Stored data

|---|

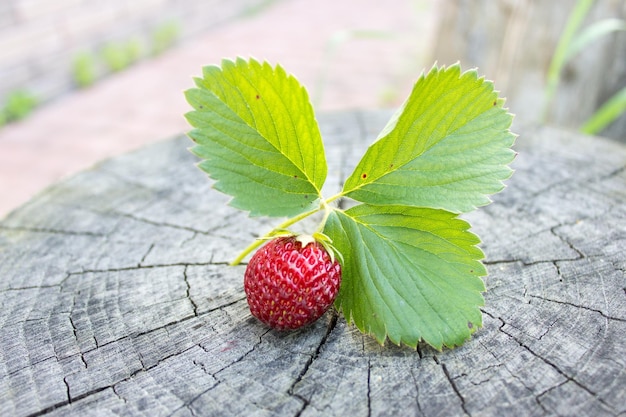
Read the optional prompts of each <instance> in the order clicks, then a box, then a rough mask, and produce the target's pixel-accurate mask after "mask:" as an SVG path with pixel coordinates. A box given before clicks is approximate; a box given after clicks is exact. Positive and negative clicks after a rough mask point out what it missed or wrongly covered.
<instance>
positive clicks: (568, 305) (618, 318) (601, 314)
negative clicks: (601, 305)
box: [529, 294, 626, 324]
mask: <svg viewBox="0 0 626 417" xmlns="http://www.w3.org/2000/svg"><path fill="white" fill-rule="evenodd" d="M529 297H531V298H536V299H538V300H543V301H548V302H551V303H556V304H561V305H566V306H570V307H576V308H580V309H582V310H586V311H590V312H593V313H597V314H600V315H601V316H602V317H604V318H605V319H607V320H613V321H620V322H623V323H626V319H624V318H621V317H613V316H610V315H608V314H606V313H605V312H603V311H602V310H598V309H596V308H591V307H587V306H583V305H580V304H575V303H572V302H569V301H561V300H555V299H552V298H548V297H544V296H539V295H534V294H530V295H529ZM553 324H554V323H553Z"/></svg>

|---|

When you reach a picture in the records above, pass over it and transcribe the rest exactly.

▶ [Response]:
Read the optional prompts of each <instance> in the order clicks, then a box, then a rough mask, and produce the target's pixel-accurate mask after "mask:" as an SVG path with pixel coordinates. A box given before clicks is approximate; a box given after clicks is exact. Positive and negative clicks after a rough mask point out what it missed or wrongly covered.
<instance>
positive clicks: (568, 305) (618, 318) (601, 314)
negative clicks: (601, 305)
box: [529, 294, 626, 324]
mask: <svg viewBox="0 0 626 417" xmlns="http://www.w3.org/2000/svg"><path fill="white" fill-rule="evenodd" d="M529 297H531V298H536V299H538V300H543V301H548V302H551V303H556V304H561V305H566V306H570V307H576V308H580V309H582V310H586V311H590V312H593V313H597V314H600V315H601V316H602V317H604V318H605V319H607V320H613V321H620V322H623V323H626V319H624V318H621V317H613V316H610V315H608V314H606V313H605V312H603V311H602V310H598V309H596V308H591V307H587V306H583V305H580V304H575V303H572V302H569V301H561V300H555V299H552V298H548V297H544V296H539V295H534V294H530V295H529ZM553 324H554V323H553Z"/></svg>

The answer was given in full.